Text passage
Class GradientBoostedTrees

Object
org.apache.spark.ml.tree.impl.GradientBoostedTrees

public class GradientBoostedTrees extends Object
  • Constructor Details

    • GradientBoostedTrees

      public GradientBoostedTrees()
  • Method Details

    • run

      public static scala.Tuple2<DecisionTreeRegressionModel[],double[]> run(RDD<org.apache.spark.ml.feature.Instance> input, BoostingStrategy boostingStrategy, long seed, String featureSubsetStrategy, scala.Option<org.apache.spark.ml.util.Instrumentation> instr)
      Method to train a gradient boosting model
      Parameters:
      input - Training dataset: RDD of Instance.
      seed - Random seed.
      boostingStrategy - (undocumented)
      featureSubsetStrategy - (undocumented)
      instr - (undocumented)
      Returns:
      tuple of ensemble models and weights: (array of decision tree models, array of model weights)
    • runWithValidation

      public static scala.Tuple2<DecisionTreeRegressionModel[],double[]> runWithValidation(RDD<org.apache.spark.ml.feature.Instance> input, RDD<org.apache.spark.ml.feature.Instance> validationInput, BoostingStrategy boostingStrategy, long seed, String featureSubsetStrategy, scala.Option<org.apache.spark.ml.util.Instrumentation> instr)

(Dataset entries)
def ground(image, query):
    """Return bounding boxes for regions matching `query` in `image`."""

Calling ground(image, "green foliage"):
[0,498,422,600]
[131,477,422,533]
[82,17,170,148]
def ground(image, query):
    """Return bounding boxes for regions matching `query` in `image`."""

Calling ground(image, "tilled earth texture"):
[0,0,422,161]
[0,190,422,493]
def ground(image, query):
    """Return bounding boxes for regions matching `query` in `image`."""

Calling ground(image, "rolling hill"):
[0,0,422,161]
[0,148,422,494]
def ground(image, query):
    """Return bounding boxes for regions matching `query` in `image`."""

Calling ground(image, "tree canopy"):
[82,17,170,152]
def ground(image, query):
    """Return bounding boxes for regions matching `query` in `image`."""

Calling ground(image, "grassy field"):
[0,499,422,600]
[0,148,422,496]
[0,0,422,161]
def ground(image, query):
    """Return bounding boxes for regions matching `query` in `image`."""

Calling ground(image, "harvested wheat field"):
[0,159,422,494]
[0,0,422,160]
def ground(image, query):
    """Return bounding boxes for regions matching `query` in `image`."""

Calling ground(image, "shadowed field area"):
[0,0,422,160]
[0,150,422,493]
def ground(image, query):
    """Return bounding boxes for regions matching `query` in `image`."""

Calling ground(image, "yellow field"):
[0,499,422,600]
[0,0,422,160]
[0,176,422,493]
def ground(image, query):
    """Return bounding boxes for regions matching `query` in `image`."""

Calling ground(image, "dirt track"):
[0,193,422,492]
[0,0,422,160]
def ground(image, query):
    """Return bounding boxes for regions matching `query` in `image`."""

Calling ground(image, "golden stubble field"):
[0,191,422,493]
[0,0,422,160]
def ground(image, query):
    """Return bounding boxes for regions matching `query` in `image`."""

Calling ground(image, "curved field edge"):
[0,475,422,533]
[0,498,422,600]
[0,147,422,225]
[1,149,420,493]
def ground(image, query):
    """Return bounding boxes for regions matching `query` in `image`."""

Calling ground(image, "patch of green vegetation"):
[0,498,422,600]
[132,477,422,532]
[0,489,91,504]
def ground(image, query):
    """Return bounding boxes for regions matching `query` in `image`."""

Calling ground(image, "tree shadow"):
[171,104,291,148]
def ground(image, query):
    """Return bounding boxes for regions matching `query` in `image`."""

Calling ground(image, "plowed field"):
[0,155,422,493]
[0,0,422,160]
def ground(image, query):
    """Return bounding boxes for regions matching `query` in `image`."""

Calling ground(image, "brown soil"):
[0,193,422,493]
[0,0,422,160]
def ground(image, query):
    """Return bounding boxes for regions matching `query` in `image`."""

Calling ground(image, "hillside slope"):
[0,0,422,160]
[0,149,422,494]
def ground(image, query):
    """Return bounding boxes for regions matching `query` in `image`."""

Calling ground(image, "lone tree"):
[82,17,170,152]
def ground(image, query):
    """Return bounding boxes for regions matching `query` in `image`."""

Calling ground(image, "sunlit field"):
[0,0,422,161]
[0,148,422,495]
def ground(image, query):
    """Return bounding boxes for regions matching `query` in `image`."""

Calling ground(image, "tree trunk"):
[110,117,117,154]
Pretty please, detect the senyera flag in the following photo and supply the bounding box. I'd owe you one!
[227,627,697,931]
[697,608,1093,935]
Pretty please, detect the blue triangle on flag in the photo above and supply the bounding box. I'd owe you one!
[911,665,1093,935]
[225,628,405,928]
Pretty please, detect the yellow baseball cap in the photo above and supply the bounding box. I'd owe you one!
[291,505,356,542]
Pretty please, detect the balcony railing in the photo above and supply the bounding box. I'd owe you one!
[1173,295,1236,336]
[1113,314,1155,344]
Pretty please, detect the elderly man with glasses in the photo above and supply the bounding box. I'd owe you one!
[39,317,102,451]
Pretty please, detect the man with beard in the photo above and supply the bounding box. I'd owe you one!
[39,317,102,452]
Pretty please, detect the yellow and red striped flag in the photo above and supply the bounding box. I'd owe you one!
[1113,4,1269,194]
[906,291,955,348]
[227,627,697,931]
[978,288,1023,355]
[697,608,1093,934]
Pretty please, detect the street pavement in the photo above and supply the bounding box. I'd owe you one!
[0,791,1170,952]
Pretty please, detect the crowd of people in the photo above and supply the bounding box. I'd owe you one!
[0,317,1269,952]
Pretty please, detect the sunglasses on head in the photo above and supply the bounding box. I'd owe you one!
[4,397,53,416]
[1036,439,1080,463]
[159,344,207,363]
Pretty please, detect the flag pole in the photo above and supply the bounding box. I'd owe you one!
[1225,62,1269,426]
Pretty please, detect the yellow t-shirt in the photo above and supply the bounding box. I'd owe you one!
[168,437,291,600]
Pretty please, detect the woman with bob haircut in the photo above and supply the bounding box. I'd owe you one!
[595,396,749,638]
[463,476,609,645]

Your tasks
a - From the GradientBoostedTrees class documentation, extract the passage starting with "seed - Random" and going on through "of model weights)".
b - In the GradientBoostedTrees class documentation, what does the run method return?

Solutions for each task
a -
seed - Random seed.
      boostingStrategy - (undocumented)
      featureSubsetStrategy - (undocumented)
      instr - (undocumented)
      Returns:
      tuple of ensemble models and weights: (array of decision tree models, array of model weights)

b - A tuple of ensemble models and weights: an array of decision tree models and an array of model weights.